### What you are asked to do
The full listing below should be repeated exactly.

### Source records
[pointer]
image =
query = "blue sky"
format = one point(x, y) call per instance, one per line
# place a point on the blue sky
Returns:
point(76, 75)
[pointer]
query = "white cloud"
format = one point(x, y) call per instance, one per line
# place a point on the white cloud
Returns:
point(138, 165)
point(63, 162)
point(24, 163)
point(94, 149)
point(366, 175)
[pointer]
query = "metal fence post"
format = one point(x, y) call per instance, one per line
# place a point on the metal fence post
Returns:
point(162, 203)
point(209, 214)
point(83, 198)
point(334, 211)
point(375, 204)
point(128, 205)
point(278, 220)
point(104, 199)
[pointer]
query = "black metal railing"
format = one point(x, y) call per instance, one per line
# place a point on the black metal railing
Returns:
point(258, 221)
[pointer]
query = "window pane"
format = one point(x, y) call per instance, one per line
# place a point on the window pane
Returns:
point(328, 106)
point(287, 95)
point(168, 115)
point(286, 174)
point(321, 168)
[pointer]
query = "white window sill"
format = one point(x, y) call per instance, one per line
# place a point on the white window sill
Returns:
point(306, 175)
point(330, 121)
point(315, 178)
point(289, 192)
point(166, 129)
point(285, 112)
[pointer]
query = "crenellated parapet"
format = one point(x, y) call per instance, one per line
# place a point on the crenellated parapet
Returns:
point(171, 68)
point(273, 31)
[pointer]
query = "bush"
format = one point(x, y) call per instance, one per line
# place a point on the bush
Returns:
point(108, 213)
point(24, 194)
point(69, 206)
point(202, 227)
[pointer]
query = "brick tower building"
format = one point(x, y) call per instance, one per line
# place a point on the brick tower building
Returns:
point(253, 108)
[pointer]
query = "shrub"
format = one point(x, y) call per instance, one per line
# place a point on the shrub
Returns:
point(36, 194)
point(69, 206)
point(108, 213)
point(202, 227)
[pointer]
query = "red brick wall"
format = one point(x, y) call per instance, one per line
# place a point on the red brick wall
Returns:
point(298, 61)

### Result of this exercise
[pointer]
image =
query = "blue sky"
format = one point(x, y) call per instance, one per line
# place a point on the blue sky
Returns:
point(76, 75)
[pointer]
query = "white cloud"
format = one point(x, y) call per instance, one per line
# place a point on the white cloud
Returns:
point(138, 165)
point(63, 162)
point(24, 163)
point(94, 149)
point(366, 175)
[pointer]
query = "metal fence post"
format = one point(x, y) call per instance, one per line
# place a point on the metal fence post
Returns:
point(162, 203)
point(209, 214)
point(83, 198)
point(334, 211)
point(375, 204)
point(128, 205)
point(278, 220)
point(104, 199)
[pointer]
query = "black metal railing"
format = one point(x, y) call per instance, one per line
# place a point on the black metal railing
Returns:
point(258, 221)
[pointer]
query = "window pane"
format = one point(x, y) call per instance, one per line
# place a point on the window pane
Returns:
point(328, 106)
point(287, 95)
point(168, 115)
point(286, 174)
point(321, 168)
[pointer]
query = "white window sill"
format = one point(x, y) call per instance, one per line
# place a point on the white window sill
Returns:
point(306, 175)
point(330, 121)
point(315, 178)
point(289, 192)
point(166, 129)
point(285, 112)
[pointer]
query = "crenellated parapet"
format = one point(x, y) call per instance, one per line
# place a point on the crenellated parapet
Returns:
point(171, 68)
point(273, 31)
[pointer]
query = "bush"
format = one point(x, y) call per instance, one per line
# place a point on the bush
Returns:
point(108, 213)
point(24, 194)
point(69, 206)
point(202, 227)
[pointer]
query = "brick tower building"
format = one point(x, y) call per instance, one per line
# place a point on the brick tower building
Returns:
point(253, 108)
[pointer]
query = "shrub"
format = one point(x, y) call per instance, one per line
# place a point on the shrub
Returns:
point(36, 194)
point(69, 206)
point(108, 213)
point(202, 227)
[pointer]
query = "red brick wall"
format = one point(x, y) call per instance, one per line
# place a point on the red brick wall
Returns:
point(298, 61)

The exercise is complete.